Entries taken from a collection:
• • • • •

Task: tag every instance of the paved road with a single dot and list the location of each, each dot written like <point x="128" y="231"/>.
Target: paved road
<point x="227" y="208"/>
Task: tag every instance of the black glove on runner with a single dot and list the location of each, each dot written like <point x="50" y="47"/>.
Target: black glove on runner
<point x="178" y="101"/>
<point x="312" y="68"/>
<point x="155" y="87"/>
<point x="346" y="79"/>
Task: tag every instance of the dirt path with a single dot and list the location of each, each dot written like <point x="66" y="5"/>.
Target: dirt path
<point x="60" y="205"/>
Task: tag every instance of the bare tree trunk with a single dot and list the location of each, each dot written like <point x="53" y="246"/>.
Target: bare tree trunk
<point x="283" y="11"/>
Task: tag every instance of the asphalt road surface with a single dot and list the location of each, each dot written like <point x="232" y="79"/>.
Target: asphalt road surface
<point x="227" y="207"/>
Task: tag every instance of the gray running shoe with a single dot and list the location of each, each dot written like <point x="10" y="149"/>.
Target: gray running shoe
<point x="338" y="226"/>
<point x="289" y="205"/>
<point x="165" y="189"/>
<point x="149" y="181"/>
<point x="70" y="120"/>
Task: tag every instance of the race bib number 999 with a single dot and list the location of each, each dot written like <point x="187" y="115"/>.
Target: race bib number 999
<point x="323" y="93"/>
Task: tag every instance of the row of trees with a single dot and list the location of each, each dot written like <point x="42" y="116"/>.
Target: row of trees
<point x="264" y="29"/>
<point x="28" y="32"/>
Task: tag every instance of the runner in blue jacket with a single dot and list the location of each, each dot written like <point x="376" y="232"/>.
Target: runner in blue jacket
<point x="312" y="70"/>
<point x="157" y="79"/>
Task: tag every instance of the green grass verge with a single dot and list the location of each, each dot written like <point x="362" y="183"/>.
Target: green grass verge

• • • • •

*Problem to work on*. Rewrite only the part of the records that opens with the line containing "Task: tag every instance of the black" and runs through the end of the records, requests included, shifting every coordinate in the answers up by 8. Leave the numbers in the requests and their sample formats unchanged.

*Reply to the exercise*.
Task: tag every instance of the black glove on runner with a single dot and list the location of each, each dot written like <point x="50" y="47"/>.
Target: black glove on runner
<point x="186" y="109"/>
<point x="320" y="76"/>
<point x="163" y="95"/>
<point x="354" y="87"/>
Task: tag every instance of the dirt path with a single dot and list the location of each, each dot written like <point x="66" y="5"/>.
Target: dirt path
<point x="68" y="213"/>
Task: tag every instance of the bare tree trunk with a single dot and list the location of each, each dot written like <point x="53" y="246"/>.
Target: bare tree trunk
<point x="291" y="19"/>
Task: tag every instance of the asphalt road surface with a single dot and list the location of each, each dot written like <point x="232" y="79"/>.
Target: asphalt road surface
<point x="235" y="215"/>
Task: tag every instance of the gray running shoe with a single dot and list the location of each, each dot written like <point x="10" y="149"/>.
Target: gray running shoe
<point x="346" y="234"/>
<point x="297" y="213"/>
<point x="173" y="197"/>
<point x="157" y="189"/>
<point x="78" y="128"/>
Task: tag every instance of the race bib number 999 with a single dot and list the location of each, each dot written like <point x="187" y="115"/>.
Target: race bib number 999
<point x="331" y="101"/>
Task: tag every instance of the row of trees with a single dot and list the location of each, each dot written like <point x="42" y="116"/>.
Target: row of trees
<point x="272" y="37"/>
<point x="36" y="40"/>
Task: tag every instance of the runner in blue jacket with a single dot and list the location of each, each dot written like <point x="376" y="232"/>.
Target: runner in blue jacket
<point x="320" y="78"/>
<point x="165" y="87"/>
Task: tag every instance of the green grass verge with a single dot and list the location of each, each dot written like <point x="362" y="183"/>.
Target: green grass verge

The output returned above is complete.